## Task requirements
Reproduce all the entries exactly.

## Input for this task

* Start *

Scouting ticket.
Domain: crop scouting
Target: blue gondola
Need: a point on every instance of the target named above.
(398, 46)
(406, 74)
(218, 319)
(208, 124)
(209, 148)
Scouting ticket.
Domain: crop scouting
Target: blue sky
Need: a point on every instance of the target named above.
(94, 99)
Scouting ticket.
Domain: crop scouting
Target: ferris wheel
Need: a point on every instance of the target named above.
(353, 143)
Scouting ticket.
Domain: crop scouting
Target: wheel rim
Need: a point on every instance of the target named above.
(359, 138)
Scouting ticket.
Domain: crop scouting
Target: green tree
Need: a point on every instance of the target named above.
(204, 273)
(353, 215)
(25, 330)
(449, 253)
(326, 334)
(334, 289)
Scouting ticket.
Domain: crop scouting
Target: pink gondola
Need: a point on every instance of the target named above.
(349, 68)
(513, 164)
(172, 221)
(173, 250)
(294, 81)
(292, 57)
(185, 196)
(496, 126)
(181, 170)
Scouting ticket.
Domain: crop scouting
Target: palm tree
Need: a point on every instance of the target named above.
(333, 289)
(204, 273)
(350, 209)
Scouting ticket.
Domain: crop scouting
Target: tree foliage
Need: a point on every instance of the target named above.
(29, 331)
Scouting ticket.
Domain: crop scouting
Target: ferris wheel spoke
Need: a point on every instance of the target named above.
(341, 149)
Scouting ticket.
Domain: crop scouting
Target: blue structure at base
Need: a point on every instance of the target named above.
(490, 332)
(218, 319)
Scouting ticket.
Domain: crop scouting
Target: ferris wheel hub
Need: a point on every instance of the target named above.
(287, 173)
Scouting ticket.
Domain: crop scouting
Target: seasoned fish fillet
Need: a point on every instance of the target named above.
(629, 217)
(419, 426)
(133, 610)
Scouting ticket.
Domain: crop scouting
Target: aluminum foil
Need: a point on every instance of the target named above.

* End *

## Full solution
Scouting ticket.
Domain: crop scouting
Target: blue gondola
Need: a point on every instance of the target named above.
(398, 46)
(406, 74)
(218, 319)
(208, 124)
(209, 148)
Scouting ticket.
Domain: crop scouting
Target: blue sky
Need: a point on every instance of the target named above.
(94, 99)
Scouting ticket.
Domain: crop scouting
Target: ferris wheel
Need: a point on every instance of the target named above.
(353, 143)
Scouting ticket.
Domain: crop scouting
Target: wheel rim
Need: a point on every instance of the target named above.
(359, 138)
Scouting ticket.
Domain: crop scouting
Target: green tree
Need: a point on every instance of the target named above.
(204, 273)
(353, 215)
(25, 330)
(449, 253)
(326, 334)
(334, 289)
Scouting ticket.
Domain: crop scouting
Target: pink gondola
Need: a point on every instance of the target named above.
(349, 68)
(513, 164)
(172, 221)
(173, 250)
(294, 81)
(292, 57)
(185, 196)
(496, 126)
(181, 170)
Scouting ticket.
Domain: crop scouting
Target: palm tree
Need: a point on every instance of the target named above.
(333, 289)
(204, 273)
(350, 209)
Scouting ticket.
Domain: crop scouting
Target: tree foliage
Need: a point on every instance of the target named above.
(29, 331)
Scouting ticket.
Domain: crop scouting
Target: ferris wheel spoke
Need: a point on every instance of the target named above.
(341, 149)
Scouting ticket.
Domain: crop scouting
Target: blue structure at base
Need: a point on every instance of the target named above.
(490, 332)
(218, 319)
Scouting ticket.
Domain: crop scouting
Target: ferris wheel hub
Need: a point on every instance of the target named above.
(287, 173)
Scouting ticket.
Domain: crop scouting
Target: seasoned fish fillet
Need: a point on every instance of the target named above.
(629, 217)
(419, 426)
(133, 610)
Scouting ticket.
Domain: crop scouting
Target: aluminum foil
Need: a point on every instance of the target named above.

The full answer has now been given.